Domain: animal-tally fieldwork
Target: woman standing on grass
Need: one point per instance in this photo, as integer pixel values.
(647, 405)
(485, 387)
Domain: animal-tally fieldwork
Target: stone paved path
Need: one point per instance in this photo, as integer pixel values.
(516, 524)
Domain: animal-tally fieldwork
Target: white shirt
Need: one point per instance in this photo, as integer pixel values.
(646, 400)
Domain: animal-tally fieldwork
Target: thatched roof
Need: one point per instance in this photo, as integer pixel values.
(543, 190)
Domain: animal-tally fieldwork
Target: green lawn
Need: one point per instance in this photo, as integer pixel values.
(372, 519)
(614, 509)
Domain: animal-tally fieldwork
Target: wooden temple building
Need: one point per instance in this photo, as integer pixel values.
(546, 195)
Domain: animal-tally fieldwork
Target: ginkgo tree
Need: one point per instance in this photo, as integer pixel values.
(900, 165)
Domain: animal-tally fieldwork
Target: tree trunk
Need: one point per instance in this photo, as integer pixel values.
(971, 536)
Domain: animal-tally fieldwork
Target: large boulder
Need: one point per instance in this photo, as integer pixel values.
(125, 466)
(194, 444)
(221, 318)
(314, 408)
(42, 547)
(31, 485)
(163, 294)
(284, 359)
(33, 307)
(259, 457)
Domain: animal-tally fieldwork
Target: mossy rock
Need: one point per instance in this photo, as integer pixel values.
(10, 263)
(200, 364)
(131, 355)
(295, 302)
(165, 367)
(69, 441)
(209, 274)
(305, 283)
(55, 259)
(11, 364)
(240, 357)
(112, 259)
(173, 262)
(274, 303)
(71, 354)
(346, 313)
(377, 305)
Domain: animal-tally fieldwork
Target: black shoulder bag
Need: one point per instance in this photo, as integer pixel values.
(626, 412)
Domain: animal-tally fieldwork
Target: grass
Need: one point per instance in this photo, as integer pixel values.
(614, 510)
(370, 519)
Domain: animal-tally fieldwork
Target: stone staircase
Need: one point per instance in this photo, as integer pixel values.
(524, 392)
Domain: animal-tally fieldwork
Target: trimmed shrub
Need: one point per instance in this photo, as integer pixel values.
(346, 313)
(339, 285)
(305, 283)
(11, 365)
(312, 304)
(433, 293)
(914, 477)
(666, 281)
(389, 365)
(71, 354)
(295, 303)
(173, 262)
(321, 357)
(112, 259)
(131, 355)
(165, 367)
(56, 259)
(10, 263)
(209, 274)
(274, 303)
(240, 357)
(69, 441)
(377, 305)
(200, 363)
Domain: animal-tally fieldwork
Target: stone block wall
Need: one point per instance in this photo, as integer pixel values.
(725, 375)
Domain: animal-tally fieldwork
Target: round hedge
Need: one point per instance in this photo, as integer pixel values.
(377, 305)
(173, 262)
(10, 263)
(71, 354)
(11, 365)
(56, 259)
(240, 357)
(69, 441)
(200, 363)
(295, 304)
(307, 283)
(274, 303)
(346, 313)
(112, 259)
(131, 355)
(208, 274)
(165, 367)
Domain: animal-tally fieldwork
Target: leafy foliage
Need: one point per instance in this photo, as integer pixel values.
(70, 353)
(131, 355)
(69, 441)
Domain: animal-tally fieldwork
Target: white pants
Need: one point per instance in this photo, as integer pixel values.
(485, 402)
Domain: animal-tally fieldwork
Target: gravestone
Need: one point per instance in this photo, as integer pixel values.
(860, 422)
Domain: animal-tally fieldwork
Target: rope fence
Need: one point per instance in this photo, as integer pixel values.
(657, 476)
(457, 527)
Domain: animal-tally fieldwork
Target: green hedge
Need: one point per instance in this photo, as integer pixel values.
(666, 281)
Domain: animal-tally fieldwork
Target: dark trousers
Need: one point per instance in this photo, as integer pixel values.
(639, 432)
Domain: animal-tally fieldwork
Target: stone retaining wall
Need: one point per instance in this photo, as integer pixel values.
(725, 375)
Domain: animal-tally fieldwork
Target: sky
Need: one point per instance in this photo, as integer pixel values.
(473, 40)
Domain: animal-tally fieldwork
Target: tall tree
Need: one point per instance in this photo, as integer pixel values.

▬▬▬

■ Requirements: Extract all of the material exactly as it is written.

■ Solution to the exercise:
Domain: animal-tally fieldwork
Target: woman standing on grass
Need: one point per instance in this photo, as integer pixel values.
(647, 405)
(485, 387)
Domain: animal-tally fieldwork
Target: stone paved path
Need: one point per instance in this photo, as integer pixel values.
(516, 524)
Domain: animal-tally fieldwork
Target: white shirt
Need: one point per instance in this photo, as integer pixel values.
(646, 400)
Domain: animal-tally fieldwork
Target: thatched roof
Need: one point per instance in this photo, as integer pixel values.
(543, 190)
Domain: animal-tally fieldwork
Target: green lawn
Need: one point per instance in this photo, as integer pixel values.
(372, 519)
(614, 509)
Domain: animal-tally fieldwork
Target: wooden temple building
Need: one point per instance in this photo, as integer pixel values.
(546, 195)
Domain: animal-tally fieldwork
Target: ginkgo tree
Need: one point per instance in this photo, as integer pixel values.
(900, 165)
Domain: animal-tally fieldwork
Target: tree trunk
Need: one point per instance in this photo, as integer pixel values.
(971, 536)
Domain: animal-tally fieldwork
Target: large boulder
Need: one point per instance in this photo, as integer pixel values.
(125, 466)
(194, 444)
(221, 318)
(314, 408)
(42, 547)
(31, 485)
(163, 294)
(284, 359)
(33, 307)
(259, 457)
Domain: animal-tally fieldwork
Target: mossy rock
Need: one point per instance in this photo, as integer pixel values.
(10, 263)
(200, 364)
(131, 355)
(295, 302)
(165, 367)
(69, 441)
(209, 274)
(305, 283)
(55, 259)
(11, 364)
(240, 357)
(112, 259)
(173, 262)
(274, 303)
(71, 354)
(346, 313)
(377, 305)
Domain: animal-tally fieldwork
Target: black shoulder bag
Need: one point per instance in this photo, as integer pixel values.
(626, 412)
Domain: animal-tally fieldwork
Target: grass
Need: one point per instance in this photo, as integer pixel values.
(614, 510)
(370, 519)
Domain: animal-tally fieldwork
Target: stone staircase
Need: one point per instance in this photo, as integer pixel values.
(524, 392)
Domain: animal-tally fieldwork
Target: trimmed shrub
Need: one point per instance in this photo, as integer pixel values.
(346, 313)
(339, 285)
(305, 283)
(11, 365)
(312, 304)
(433, 293)
(914, 477)
(666, 281)
(389, 365)
(71, 354)
(295, 303)
(173, 262)
(321, 357)
(112, 259)
(131, 355)
(165, 367)
(56, 259)
(10, 263)
(209, 274)
(274, 303)
(240, 357)
(69, 441)
(377, 305)
(200, 363)
Domain: animal-tally fieldwork
Target: stone block wall
Need: one point per instance in this photo, as integer pixel values.
(725, 375)
Domain: animal-tally fieldwork
Target: round hedge
Need: one point per instance in this photo, as integer pixel values.
(377, 305)
(173, 262)
(10, 263)
(71, 354)
(11, 365)
(56, 259)
(240, 357)
(69, 441)
(200, 363)
(295, 304)
(307, 283)
(274, 303)
(346, 313)
(112, 259)
(131, 355)
(208, 274)
(165, 367)
Domain: animal-tally fieldwork
Target: leafy foliage
Need: one point per instance in this photo, as integer pixel values.
(70, 353)
(131, 355)
(69, 441)
Domain: animal-tally fieldwork
Target: white pants
Need: one point per instance in this photo, as integer pixel values.
(485, 402)
Domain: animal-tally fieldwork
Target: gravestone
Need: one point per instance in this photo, as integer pixel values.
(860, 422)
Domain: animal-tally fieldwork
Target: rope fence
Need: one point per instance in this photo, as integer pixel values.
(657, 476)
(457, 527)
Domain: animal-tally fieldwork
Target: green hedge
Need: one point per instance in this photo, as integer pixel values.
(666, 281)
Domain: animal-tally fieldwork
Target: dark trousers
Need: one point per instance in this photo, as integer pixel values.
(639, 432)
Domain: animal-tally fieldwork
Target: stone retaining wall
Need: one point per instance in this photo, as integer pixel values.
(725, 375)
Domain: animal-tally fieldwork
Target: sky
Need: one point per instance in this photo, as integer pixel values.
(473, 40)
Domain: animal-tally fieldwork
Target: tall tree
Need: one point per instance in this photo, as integer pixel values.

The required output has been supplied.